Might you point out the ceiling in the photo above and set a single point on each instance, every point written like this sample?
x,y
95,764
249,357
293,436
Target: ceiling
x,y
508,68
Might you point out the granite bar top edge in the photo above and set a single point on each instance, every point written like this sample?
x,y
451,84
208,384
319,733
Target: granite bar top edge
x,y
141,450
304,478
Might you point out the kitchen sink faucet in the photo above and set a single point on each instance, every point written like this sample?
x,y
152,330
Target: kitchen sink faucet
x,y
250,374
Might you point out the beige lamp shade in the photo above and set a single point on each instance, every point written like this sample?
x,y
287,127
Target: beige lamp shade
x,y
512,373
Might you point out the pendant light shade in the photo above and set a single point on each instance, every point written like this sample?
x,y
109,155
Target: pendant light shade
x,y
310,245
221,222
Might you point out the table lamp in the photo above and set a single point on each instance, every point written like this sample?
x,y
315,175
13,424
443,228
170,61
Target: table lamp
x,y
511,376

__Given instruction__
Could you edit the part of the data that opens with the line containing "Might you point out the beige" and runs through the end of the data, changing "Target" to "Label" and leaving everything else as it is, and return only those lines?

__Exercise response__
Might you point out the beige lamp shade in the photo above and set a single point on each instance, every point written like this sample?
x,y
287,127
Label: beige lamp shade
x,y
512,373
Might you point out the pendant light shade in the photo above and set a single point on each instance, every point written like this sample?
x,y
109,155
Label: pendant light shade
x,y
310,245
221,222
Might you point out the table lamp in the photo above and set a single point on each instance, every point written like this sample?
x,y
315,175
13,424
443,228
170,61
Label: table lamp
x,y
511,376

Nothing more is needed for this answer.